#### SOURCE DATA
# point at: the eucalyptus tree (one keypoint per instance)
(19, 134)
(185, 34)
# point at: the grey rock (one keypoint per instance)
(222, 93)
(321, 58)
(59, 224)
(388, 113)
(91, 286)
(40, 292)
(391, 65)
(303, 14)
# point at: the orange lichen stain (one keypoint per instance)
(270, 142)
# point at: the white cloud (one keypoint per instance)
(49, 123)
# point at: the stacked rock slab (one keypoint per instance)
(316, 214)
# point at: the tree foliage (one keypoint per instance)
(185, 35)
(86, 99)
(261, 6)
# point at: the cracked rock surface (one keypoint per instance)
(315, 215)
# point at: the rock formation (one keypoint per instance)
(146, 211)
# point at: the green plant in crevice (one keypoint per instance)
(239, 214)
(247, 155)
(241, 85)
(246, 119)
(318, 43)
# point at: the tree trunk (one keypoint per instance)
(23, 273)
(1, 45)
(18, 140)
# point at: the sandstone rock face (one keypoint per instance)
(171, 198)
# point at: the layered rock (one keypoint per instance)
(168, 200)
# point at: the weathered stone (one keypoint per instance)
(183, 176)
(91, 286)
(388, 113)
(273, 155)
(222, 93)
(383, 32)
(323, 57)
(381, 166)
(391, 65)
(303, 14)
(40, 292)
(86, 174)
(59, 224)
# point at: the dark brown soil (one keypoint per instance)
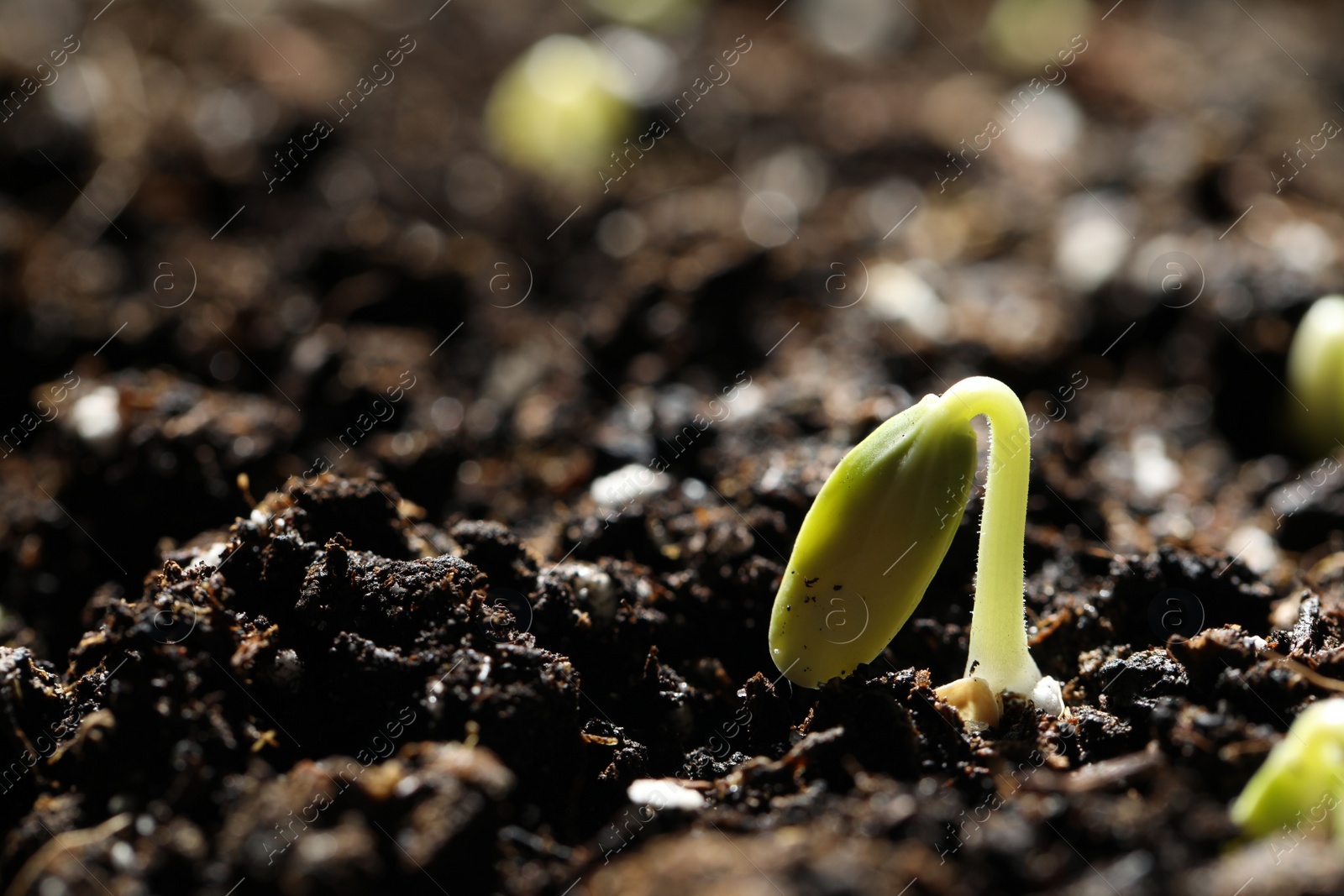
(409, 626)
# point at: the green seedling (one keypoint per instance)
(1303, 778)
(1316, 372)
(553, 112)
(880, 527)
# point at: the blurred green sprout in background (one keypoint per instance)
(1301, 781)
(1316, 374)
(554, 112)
--
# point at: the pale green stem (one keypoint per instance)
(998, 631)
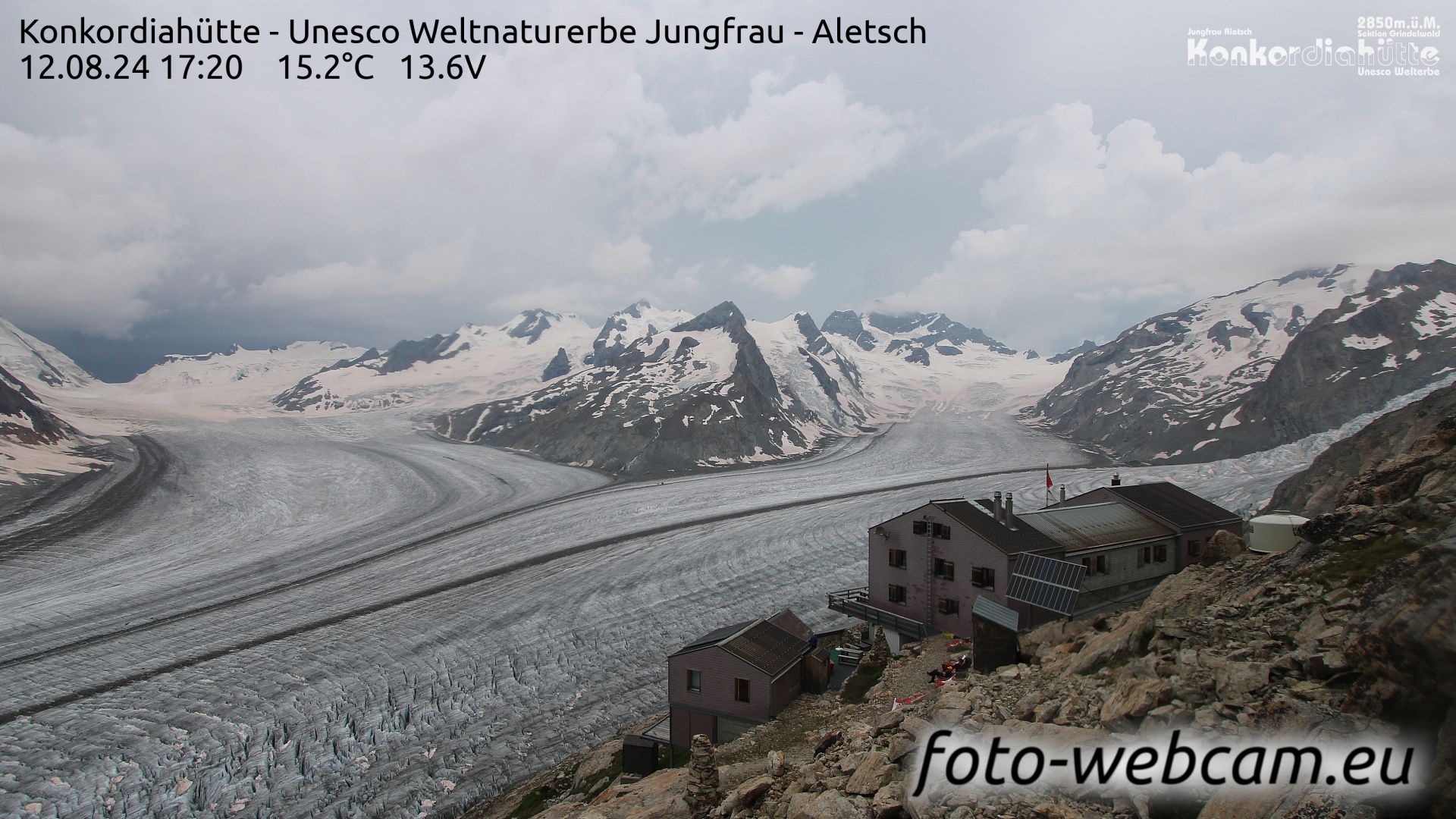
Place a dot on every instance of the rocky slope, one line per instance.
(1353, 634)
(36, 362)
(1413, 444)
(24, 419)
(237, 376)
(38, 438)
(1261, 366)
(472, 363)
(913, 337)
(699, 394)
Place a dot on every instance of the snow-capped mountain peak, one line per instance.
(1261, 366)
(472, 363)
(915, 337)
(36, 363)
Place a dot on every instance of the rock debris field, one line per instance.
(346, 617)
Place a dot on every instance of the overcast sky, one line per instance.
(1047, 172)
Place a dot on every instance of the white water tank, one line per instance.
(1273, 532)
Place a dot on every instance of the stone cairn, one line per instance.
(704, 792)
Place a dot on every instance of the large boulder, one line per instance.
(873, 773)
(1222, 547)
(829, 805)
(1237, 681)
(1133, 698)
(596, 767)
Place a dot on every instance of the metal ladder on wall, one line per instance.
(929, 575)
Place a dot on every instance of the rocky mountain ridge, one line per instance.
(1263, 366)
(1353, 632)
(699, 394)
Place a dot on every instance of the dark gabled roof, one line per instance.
...
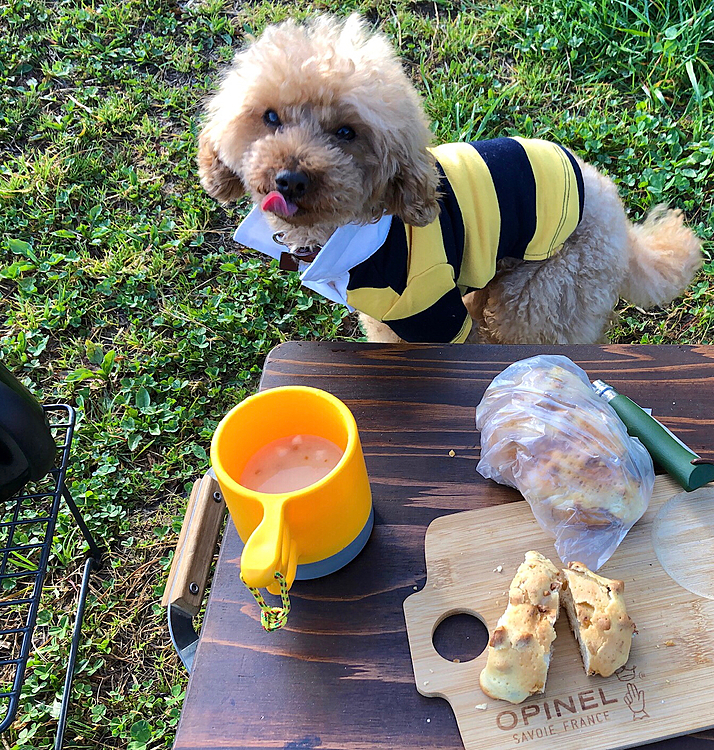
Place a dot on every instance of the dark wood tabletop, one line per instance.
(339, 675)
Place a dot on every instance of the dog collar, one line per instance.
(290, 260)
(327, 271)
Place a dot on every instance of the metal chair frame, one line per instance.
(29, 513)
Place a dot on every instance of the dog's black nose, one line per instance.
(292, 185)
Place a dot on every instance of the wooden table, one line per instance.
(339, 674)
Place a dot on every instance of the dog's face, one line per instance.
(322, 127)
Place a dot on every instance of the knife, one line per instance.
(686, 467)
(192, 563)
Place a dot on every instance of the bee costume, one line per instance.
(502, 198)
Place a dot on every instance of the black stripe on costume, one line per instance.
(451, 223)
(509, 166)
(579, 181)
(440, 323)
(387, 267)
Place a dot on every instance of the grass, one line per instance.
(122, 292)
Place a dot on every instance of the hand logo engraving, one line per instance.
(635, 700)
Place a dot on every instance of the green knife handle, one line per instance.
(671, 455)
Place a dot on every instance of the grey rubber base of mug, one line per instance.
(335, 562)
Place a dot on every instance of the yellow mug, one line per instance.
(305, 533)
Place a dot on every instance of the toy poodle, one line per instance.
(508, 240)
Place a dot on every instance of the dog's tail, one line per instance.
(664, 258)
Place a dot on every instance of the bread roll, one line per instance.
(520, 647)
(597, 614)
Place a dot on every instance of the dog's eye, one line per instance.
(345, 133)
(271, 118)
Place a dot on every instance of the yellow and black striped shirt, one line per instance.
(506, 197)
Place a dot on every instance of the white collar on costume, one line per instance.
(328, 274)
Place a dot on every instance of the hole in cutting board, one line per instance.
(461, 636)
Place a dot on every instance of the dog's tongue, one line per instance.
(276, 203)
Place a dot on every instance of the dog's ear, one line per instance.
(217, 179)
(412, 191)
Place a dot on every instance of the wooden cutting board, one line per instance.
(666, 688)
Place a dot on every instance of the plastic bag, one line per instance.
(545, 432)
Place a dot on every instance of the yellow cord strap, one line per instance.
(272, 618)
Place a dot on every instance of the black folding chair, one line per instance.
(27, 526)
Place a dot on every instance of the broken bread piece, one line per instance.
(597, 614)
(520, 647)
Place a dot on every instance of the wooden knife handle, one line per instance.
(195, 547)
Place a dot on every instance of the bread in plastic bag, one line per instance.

#### WHAT IS BEING ASKED
Could you copy out the items above word for word, beginning at the line that contains "Place a dot on every instance of the yellow and" and stopping after the line that contains "Place a dot on every instance of the bread in"?

#### THE OUTPUT
Place a dot on every instance of the yellow and black striped shirt, one line per instance.
(506, 197)
Place a dot on every instance of the white collar on costume, one line per instance.
(328, 274)
Place a dot on every instance of the hole in cutting board, one line per instance.
(461, 636)
Place a dot on every instance of the dog's tongue, one line per instance.
(276, 203)
Place a dot on every instance of the dog's ear, one line per instance.
(217, 179)
(412, 191)
Place a dot on every instance of the wooden cutting board, one line per instance.
(666, 688)
Place a dot on every instance of the plastic bag, one line per instance.
(545, 432)
Place a dot on every instance of the yellow cord strap, one line per instance.
(272, 618)
Place a dot on every instance of the black folding chair, one line per instance.
(27, 526)
Place a dot on every instance of the broken bread piece, one line per instance.
(597, 614)
(520, 647)
Place a dot on every instance of the wooden knife handle, one line per instance.
(195, 547)
Place a dot on every instance of the bread in plastic bag, one line per instance.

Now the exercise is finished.